◆ **Required work**:
1. Reproduce the part of the Gaza operations article that opens with the words containing "The phenomenon described" and closes with "between the two.".
2. Check each statement against the Gaza operations article and answer yes or no, quoting the deciding words: (a) The 2013 article appeared after Operation Pillar of Defense. (b) Operation Shield and Arrow set off a full week of fighting. (c) Tayseer Jabari was killed at the start of Operation Black Belt.
3. Carry the Gaza operations article forward from its last sentence.

## Begin Selected passage

After years of dead-end air campaigns, pinpoint use of ground forces may offer way out
Yet another round underlined the overreliance on fire power and Iron Dome. The IDF doesn’t want to retake Gaza, but has a ‘Concept for Victory’ that puts troops in enemy territory
Two Israeli officers made the rare decision to issue a stark warning in an official IDF journal. Israel’s military, they cautioned, is at a dead end.
Writing in the wake of a series of three “deterrence operations,” Brig. Gen. Tamir Yadai and Lt. Col. Eran Ortal pointed out that the conflicts were part of a predictable and worrying pattern: Israel’s air force carries out an opening strike that kills a senior commander and temporarily knocks the enemy off balance; Israel decides to continue the operation; the IDF then struggles to keep pressure on the enemy, who recovers and fights back; Jerusalem turns to the international community to help bring the fight to a close; Israel enjoys a limited period of quiet before the next round.
They were writing more than a decade ago.
The 2013 article came out in the aftermath of Operation Pillar of Defense in Gaza, a weeklong fight that started with an airstrike on Ahmed Jabari, the second-in-command of Hamas’s military wing.
The phenomenon described by the two officers, both of whom continued to rise through the IDF ranks, stretched back some 20 years at the time, to operations Accountability and Grapes of Wrath against Hezbollah in Lebanon in the 1990s.
More than a decade after Yadai and Ortal lamented the pattern, the IDF is still seeking a way out of the dead end of recurring deterrence operations, but the first signs of a shift are emerging.
Israelis were subjected to another stark reminder of the problem this month. The Netanyahu government launched Operation Shield and Arrow by taking out three senior Palestinian Islamic Jihad officials, sparking five days of intense fighting and zero hopes that it would be the last round between the two.
The strike eliminated Khalil Bahtini, PIJ commander for the northern Gaza Strip, who had taken over for Tayseer Jabari, who was killed by an Israeli airstrike in August 2022 at the opening of another Gaza operation, Breaking Dawn. Jabari had replaced Hussam Abu Harbeed, killed by Israel during a 2021 operation, who himself had replaced Baha Abu al-Ata, struck by Israel’s air force at the start of Operation Black Belt in 2019.

## End Selected passage
## Begin Collected data

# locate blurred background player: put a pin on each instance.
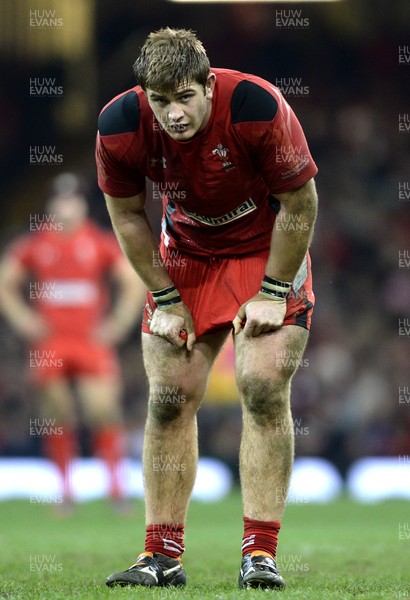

## End Collected data

◆ **Final answers**:
1.
The phenomenon described by the two officers, both of whom continued to rise through the IDF ranks, stretched back some 20 years at the time, to operations Accountability and Grapes of Wrath against Hezbollah in Lebanon in the 1990s.
More than a decade after Yadai and Ortal lamented the pattern, the IDF is still seeking a way out of the dead end of recurring deterrence operations, but the first signs of a shift are emerging.
Israelis were subjected to another stark reminder of the problem this month. The Netanyahu government launched Operation Shield and Arrow by taking out three senior Palestinian Islamic Jihad officials, sparking five days of intense fighting and zero hopes that it would be the last round between the two.

2.
(a) Yes: "The 2013 article came out in the aftermath of Operation Pillar of Defense in Gaza"
(b) No: "sparking five days of intense fighting"
(c) No: "killed by an Israeli airstrike in August 2022 at the opening of another Gaza operation, Breaking Dawn"

3.
Years of airstrikes, rockets, assassinations and brief bouts of tense calm show that the IDF has become stuck in a paradigmatic rut that has placed long-term security — let alone victory — out of reach.
Finding a way out first requires understanding how Israel ended up in this situation.
Farewell to maneuver
A number of vectors have converged to create the confounding reality Israel finds itself in today, not least of which is the military conception of ground maneuver as a liability rather than the key to victory.
During Israel’s early decades, the IDF’s operational concept rested on aggressive maneuver by its ground forces into enemy territory, quickly moving the fight away from population centers to deliver decisive defeats to adversary forces.
Ground maneuver refers to the use of large ground forces to slice through slower enemy formations where opportunities arise, breaking the enemy’s cohesion, complicating its war plans and shattering morale.
The air force played a number of vital supporting roles in those battles, especially in destroying enemy airpower to open the way for IDF tanks to shatter Arab armor.
That approach was stunningly effective during the era of Israel’s victories over conventional armies. Arab divisions were unequivocally devastated on the battlefield, and captured territory was the basis for peace talks with the leaders of the hostile coalition, which saw members drop out with each defeat at the hands of Israeli ground forces.
The ground maneuver concept began to crumble in the wake of the 1973 Yom Kippur War. Though that conflict still ended with a classic battlefield victory by Israel’s ground forces, the unexpected losses by IDF tanks at the hands of Egyptian and Syrian missiles, and an unprecedented loss of faith in leaders sending young men into battle, spurred Israelis to reconsider whether risking their lives in pitched battles was as necessary as they had been told.
When Israel invaded Lebanon in 1982, the loss of faith, combined with liberalizing social and cultural norms, sparked a bitter fight over morality and the justice of Israel’s application of military force, as well as questions over sacrifice for the state.
The 1982 war, another classic maneuver by an IDF ground force far larger than the one that won in 1973, also pointed to a new way forward for Israeli planners, who wanted an alternative to casualty-heavy ground operations that needed hundreds of thousands of reservists. Using innovative electronic warfare and UAVs during Operation Mole Cricket 19, the IAF succeeded in smashing the Syrian anti-aircraft SAM array in the Bekaa Valley, the first time in history that a Western air force had wiped out a Soviet-made air defense network.
The debate over the proper application of military force in Israel took place at the same time that US military thinkers were relying on their technological advantage to deal with the problem of the Soviet numerical advantage in Europe. Instead of meeting Russian armor head-on, the so-called Revolution in Military Affairs, or RMA, envisioned using precision missiles and improved intelligence capacity as the keys to devastating enemy forces. The stunning US victory over the large Iraqi army in 1991 underscored to Israel the potential for RMA to offer a means of victory without losses to ground forces.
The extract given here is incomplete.